** Begin AVAILABLE RECORDS **

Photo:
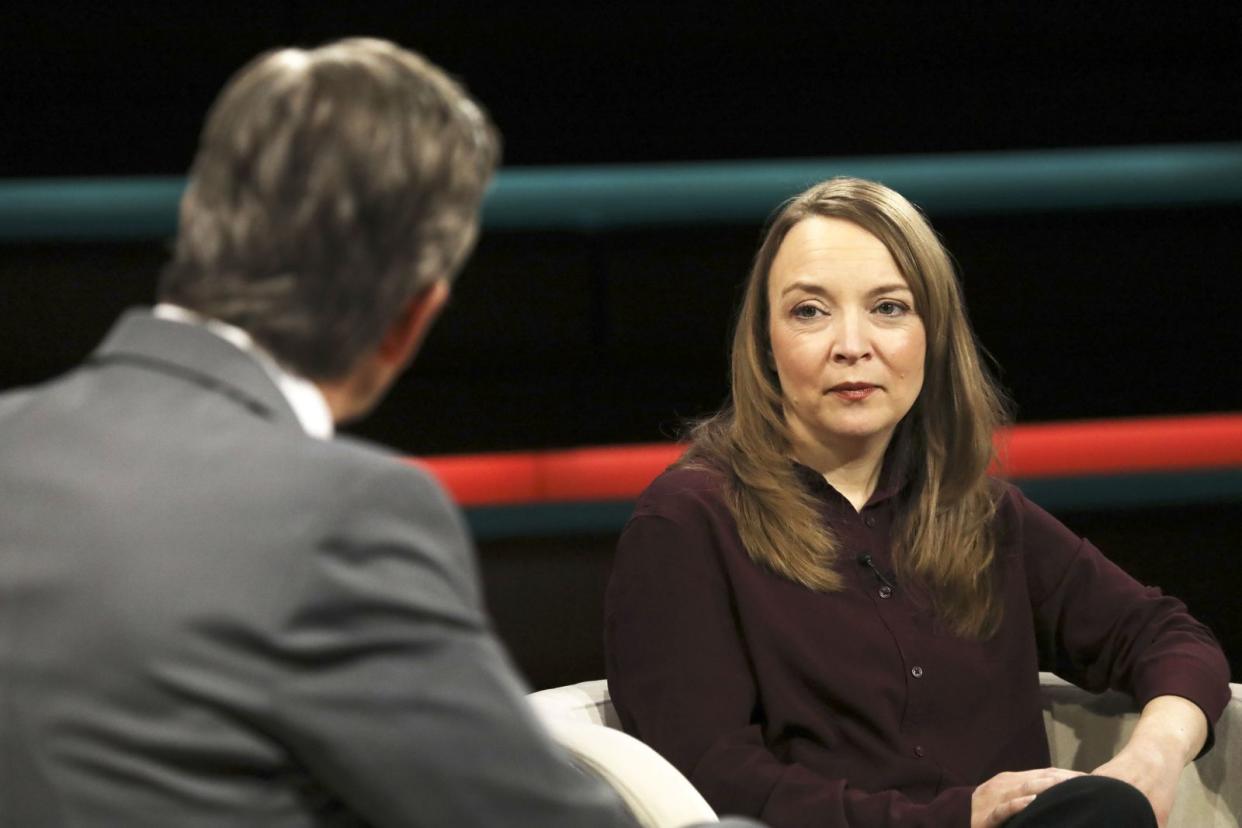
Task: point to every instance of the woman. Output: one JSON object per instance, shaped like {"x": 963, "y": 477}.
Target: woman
{"x": 829, "y": 615}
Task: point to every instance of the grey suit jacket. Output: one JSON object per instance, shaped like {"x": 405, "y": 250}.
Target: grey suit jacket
{"x": 210, "y": 618}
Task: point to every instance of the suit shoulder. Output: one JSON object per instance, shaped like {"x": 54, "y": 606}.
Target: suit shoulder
{"x": 380, "y": 476}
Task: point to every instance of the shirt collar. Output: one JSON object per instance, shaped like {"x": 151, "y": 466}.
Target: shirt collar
{"x": 302, "y": 395}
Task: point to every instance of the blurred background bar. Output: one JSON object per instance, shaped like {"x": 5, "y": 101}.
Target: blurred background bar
{"x": 643, "y": 195}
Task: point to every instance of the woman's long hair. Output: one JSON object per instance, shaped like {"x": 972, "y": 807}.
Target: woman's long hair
{"x": 944, "y": 540}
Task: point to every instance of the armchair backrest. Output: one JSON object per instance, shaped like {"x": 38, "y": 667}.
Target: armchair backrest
{"x": 1084, "y": 730}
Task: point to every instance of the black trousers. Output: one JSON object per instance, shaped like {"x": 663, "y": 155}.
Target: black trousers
{"x": 1087, "y": 802}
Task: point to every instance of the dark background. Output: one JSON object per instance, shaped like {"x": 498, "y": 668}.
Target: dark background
{"x": 573, "y": 338}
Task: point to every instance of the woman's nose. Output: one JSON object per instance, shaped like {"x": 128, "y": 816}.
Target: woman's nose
{"x": 851, "y": 343}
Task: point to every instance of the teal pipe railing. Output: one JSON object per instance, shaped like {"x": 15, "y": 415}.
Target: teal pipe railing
{"x": 601, "y": 198}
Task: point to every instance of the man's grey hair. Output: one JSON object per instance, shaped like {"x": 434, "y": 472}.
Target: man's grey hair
{"x": 330, "y": 186}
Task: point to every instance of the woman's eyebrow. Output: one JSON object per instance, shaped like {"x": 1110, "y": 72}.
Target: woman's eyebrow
{"x": 809, "y": 287}
{"x": 896, "y": 287}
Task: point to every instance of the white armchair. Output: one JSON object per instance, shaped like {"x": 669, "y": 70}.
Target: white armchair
{"x": 580, "y": 716}
{"x": 1084, "y": 730}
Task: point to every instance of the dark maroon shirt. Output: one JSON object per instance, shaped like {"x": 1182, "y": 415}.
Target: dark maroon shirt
{"x": 857, "y": 708}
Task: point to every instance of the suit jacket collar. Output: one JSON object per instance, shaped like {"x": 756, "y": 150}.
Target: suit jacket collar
{"x": 199, "y": 356}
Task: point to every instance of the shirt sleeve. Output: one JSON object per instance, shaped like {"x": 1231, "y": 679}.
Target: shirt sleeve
{"x": 681, "y": 679}
{"x": 396, "y": 697}
{"x": 1102, "y": 630}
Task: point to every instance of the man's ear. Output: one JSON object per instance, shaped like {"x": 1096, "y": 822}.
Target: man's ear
{"x": 407, "y": 330}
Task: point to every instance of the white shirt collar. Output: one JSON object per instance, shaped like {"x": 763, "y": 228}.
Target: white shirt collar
{"x": 302, "y": 395}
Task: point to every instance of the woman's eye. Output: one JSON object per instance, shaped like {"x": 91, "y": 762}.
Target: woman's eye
{"x": 891, "y": 308}
{"x": 806, "y": 312}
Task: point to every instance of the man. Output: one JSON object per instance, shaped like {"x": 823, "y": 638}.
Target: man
{"x": 211, "y": 613}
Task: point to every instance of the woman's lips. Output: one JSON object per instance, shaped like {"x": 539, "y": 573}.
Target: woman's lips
{"x": 853, "y": 391}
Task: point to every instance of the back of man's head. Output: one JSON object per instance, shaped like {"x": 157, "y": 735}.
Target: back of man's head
{"x": 330, "y": 186}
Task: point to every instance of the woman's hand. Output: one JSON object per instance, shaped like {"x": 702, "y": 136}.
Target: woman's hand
{"x": 1006, "y": 793}
{"x": 1170, "y": 734}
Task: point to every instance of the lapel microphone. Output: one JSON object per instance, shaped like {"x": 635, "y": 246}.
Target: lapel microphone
{"x": 865, "y": 560}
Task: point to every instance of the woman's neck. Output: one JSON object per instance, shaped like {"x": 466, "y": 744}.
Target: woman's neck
{"x": 853, "y": 471}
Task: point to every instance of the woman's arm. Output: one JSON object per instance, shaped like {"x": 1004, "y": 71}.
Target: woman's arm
{"x": 1101, "y": 628}
{"x": 1170, "y": 733}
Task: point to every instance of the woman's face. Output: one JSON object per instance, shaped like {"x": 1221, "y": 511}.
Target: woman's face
{"x": 846, "y": 338}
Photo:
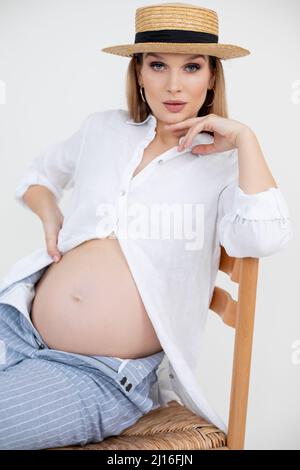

** End AVAILABLE RECORDS **

▶ [TASK REQUIREMENTS]
Report each line above that contains the word "microphone", copying every such line in full.

▶ [PROBLEM SOLUTION]
Task: point to every instance of the lapel microphone. Output: one JSON object per instance, shaped like {"x": 635, "y": 246}.
Target: lapel microphone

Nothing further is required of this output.